- **AIM OF THE TASK**:
Of the lines in the data below, write out exactly those from the one holding "of the utility" through the one holding "the front passenger", both included.

- **DATA PROVIDED**:
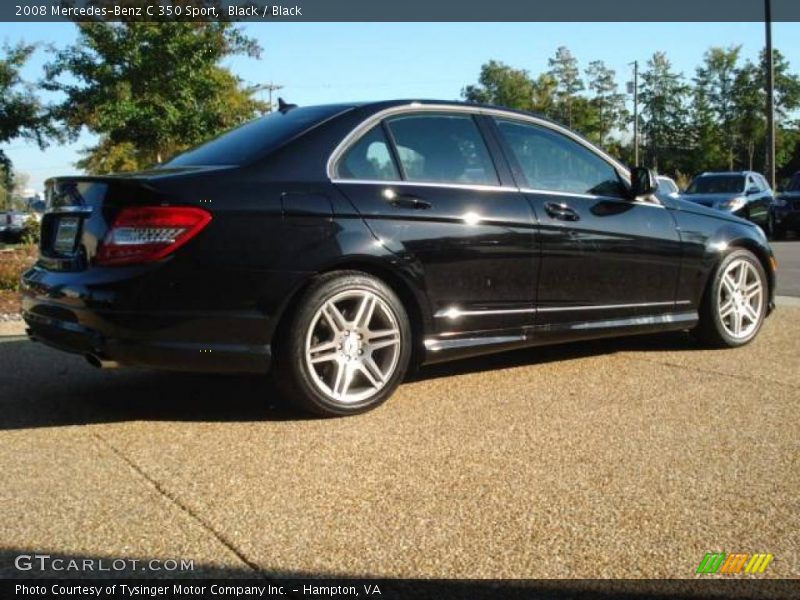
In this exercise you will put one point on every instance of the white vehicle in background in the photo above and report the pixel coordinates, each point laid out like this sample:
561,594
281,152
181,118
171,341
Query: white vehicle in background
667,185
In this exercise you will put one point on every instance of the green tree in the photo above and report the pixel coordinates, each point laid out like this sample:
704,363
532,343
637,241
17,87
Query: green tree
501,85
716,79
21,113
664,97
567,76
749,126
608,103
150,90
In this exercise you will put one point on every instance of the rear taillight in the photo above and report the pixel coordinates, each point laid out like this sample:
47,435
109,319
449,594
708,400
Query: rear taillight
145,234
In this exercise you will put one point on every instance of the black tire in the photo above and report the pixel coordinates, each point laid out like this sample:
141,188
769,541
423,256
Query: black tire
292,372
711,329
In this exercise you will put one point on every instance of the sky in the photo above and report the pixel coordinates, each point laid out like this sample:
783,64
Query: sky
334,62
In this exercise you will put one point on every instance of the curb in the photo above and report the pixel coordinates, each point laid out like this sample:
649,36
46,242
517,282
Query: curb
787,301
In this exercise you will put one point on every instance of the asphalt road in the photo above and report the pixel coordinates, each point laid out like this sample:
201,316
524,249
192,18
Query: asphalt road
788,255
630,458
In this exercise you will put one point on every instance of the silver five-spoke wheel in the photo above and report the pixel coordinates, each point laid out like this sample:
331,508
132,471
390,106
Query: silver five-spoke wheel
740,299
352,346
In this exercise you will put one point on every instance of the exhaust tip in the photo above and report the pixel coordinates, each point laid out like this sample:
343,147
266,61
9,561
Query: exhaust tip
101,363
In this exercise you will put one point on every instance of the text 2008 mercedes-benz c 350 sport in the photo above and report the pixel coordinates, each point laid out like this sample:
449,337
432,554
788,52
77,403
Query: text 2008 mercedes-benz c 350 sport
341,245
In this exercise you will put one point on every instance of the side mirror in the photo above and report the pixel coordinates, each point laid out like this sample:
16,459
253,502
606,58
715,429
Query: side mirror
643,182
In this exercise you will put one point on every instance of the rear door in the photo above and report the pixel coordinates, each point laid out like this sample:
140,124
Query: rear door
603,256
430,188
759,199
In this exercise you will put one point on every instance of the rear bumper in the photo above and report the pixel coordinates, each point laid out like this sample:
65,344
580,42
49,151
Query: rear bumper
73,337
134,317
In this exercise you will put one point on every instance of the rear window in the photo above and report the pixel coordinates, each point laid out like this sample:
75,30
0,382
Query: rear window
717,184
254,138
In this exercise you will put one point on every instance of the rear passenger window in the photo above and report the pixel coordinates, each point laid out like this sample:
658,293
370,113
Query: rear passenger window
440,148
552,162
369,158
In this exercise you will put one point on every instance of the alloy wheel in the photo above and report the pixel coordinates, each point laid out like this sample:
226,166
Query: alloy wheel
352,346
740,299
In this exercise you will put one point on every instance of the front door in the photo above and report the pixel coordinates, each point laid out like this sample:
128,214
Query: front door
604,256
427,186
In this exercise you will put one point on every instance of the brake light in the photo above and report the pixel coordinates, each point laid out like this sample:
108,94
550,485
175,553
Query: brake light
147,234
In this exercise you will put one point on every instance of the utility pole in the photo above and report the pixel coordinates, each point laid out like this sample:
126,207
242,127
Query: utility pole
271,87
634,89
770,96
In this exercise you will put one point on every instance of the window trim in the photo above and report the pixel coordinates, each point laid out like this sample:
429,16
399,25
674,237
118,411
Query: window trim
592,150
414,107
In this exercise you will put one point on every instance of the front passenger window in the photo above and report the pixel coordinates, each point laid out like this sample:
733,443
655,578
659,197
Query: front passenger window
553,162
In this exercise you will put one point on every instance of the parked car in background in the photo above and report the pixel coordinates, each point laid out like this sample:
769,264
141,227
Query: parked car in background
786,209
667,185
342,245
745,194
13,225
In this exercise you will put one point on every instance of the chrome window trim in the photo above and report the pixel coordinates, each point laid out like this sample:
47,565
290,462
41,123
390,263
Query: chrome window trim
465,186
526,190
455,313
414,107
68,209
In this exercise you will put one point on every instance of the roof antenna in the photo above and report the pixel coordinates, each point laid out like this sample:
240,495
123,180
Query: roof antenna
283,106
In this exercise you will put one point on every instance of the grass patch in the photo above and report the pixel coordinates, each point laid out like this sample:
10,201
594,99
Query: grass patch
15,260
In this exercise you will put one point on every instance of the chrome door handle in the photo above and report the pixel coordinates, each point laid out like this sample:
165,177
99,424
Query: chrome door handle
409,201
560,210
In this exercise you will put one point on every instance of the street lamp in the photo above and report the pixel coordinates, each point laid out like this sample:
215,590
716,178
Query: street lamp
770,96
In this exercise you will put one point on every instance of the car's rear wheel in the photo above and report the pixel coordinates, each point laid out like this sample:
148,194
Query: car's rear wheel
347,346
735,303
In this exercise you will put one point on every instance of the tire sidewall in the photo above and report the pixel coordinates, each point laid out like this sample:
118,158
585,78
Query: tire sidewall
302,385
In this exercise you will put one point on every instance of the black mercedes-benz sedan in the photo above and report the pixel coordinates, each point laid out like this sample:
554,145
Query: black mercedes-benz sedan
341,245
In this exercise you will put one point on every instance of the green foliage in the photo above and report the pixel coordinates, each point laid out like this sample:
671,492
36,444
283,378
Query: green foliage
31,232
664,97
21,113
715,122
500,84
149,89
607,103
13,263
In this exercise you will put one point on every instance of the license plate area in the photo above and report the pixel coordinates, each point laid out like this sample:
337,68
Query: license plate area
66,235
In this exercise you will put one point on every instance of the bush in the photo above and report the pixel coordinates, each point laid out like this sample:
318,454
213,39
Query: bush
13,263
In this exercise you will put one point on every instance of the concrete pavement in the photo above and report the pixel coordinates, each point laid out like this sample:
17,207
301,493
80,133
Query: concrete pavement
626,458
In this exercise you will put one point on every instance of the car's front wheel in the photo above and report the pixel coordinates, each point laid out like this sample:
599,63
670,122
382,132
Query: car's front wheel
347,346
735,303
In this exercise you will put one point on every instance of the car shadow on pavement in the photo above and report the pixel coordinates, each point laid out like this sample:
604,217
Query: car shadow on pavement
40,387
38,567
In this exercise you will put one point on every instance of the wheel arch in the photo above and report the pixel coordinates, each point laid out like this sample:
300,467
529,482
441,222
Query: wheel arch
413,299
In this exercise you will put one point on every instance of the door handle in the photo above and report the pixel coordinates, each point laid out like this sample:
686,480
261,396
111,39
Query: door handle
409,201
559,210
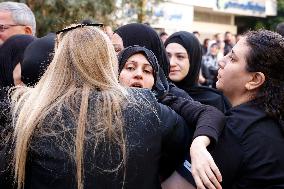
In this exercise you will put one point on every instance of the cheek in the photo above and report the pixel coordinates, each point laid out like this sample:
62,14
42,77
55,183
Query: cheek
124,78
149,81
184,66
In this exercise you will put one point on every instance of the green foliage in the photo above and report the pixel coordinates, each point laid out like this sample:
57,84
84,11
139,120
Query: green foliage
271,21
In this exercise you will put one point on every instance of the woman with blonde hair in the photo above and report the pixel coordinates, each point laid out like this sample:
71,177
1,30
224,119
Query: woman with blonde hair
78,128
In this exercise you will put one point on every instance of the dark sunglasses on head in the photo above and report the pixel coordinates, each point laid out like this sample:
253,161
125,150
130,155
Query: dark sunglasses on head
80,25
4,27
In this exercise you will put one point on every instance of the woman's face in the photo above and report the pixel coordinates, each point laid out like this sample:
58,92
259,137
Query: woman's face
117,43
137,72
232,74
179,61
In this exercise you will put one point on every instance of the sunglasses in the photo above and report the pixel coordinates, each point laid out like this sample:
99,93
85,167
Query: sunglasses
4,27
80,26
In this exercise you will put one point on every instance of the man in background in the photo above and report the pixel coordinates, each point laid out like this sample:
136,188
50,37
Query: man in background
15,18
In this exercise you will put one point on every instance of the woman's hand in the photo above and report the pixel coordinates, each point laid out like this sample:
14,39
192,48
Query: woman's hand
204,170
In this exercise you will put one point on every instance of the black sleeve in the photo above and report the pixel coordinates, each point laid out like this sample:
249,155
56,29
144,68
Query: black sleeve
176,138
6,159
208,120
228,156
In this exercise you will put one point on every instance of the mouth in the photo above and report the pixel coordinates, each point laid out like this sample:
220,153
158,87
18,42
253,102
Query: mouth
174,71
137,85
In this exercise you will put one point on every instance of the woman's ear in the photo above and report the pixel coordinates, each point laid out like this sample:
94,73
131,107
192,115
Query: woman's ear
28,30
256,81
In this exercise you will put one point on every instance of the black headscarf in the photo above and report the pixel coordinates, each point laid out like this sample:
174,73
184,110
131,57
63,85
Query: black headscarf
194,51
124,55
145,36
11,53
37,57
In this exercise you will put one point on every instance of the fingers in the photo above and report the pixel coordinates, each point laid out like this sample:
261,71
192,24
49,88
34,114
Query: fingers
213,179
207,176
198,182
216,170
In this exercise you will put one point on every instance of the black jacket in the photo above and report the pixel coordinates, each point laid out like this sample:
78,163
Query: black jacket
155,136
250,150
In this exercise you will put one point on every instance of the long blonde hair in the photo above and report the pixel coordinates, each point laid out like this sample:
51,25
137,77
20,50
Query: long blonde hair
84,61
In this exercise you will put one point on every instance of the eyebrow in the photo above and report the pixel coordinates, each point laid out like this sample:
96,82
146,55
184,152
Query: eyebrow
233,52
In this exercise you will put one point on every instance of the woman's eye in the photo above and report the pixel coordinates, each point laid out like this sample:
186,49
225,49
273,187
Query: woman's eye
148,71
130,68
231,58
180,57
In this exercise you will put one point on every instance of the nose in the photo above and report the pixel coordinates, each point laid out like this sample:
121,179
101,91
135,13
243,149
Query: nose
138,74
172,61
222,62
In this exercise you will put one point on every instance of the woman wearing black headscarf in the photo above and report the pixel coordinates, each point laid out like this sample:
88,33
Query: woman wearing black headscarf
185,54
37,57
138,67
144,36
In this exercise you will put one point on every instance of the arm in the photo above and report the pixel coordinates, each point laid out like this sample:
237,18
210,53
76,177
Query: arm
208,120
176,138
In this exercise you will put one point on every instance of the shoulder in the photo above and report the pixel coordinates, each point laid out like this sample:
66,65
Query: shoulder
209,96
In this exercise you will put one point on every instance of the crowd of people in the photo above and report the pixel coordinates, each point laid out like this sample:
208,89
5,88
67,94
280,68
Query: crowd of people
85,107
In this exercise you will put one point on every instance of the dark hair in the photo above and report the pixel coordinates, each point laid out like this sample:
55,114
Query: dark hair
280,28
162,34
196,32
267,56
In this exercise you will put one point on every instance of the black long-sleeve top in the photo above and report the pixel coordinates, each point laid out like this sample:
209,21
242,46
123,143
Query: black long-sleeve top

- **ANSWER BOX**:
In this exercise you will put one point on every instance of the utility pole in the photo above and report the pixel coordinates, each point laid out like this sample:
126,207
242,127
Query: utility pole
271,87
634,89
770,96
In this exercise you will put one point on every instance of the window trim in the photo above and report the pixel coordinates, each point laid out like this sample:
429,16
399,25
674,237
118,411
Query: window trim
592,150
414,107
In this exercise you will put one point on every instance of the front passenger window in the photo above and report the pixel coordinates, each point laid out like this sample:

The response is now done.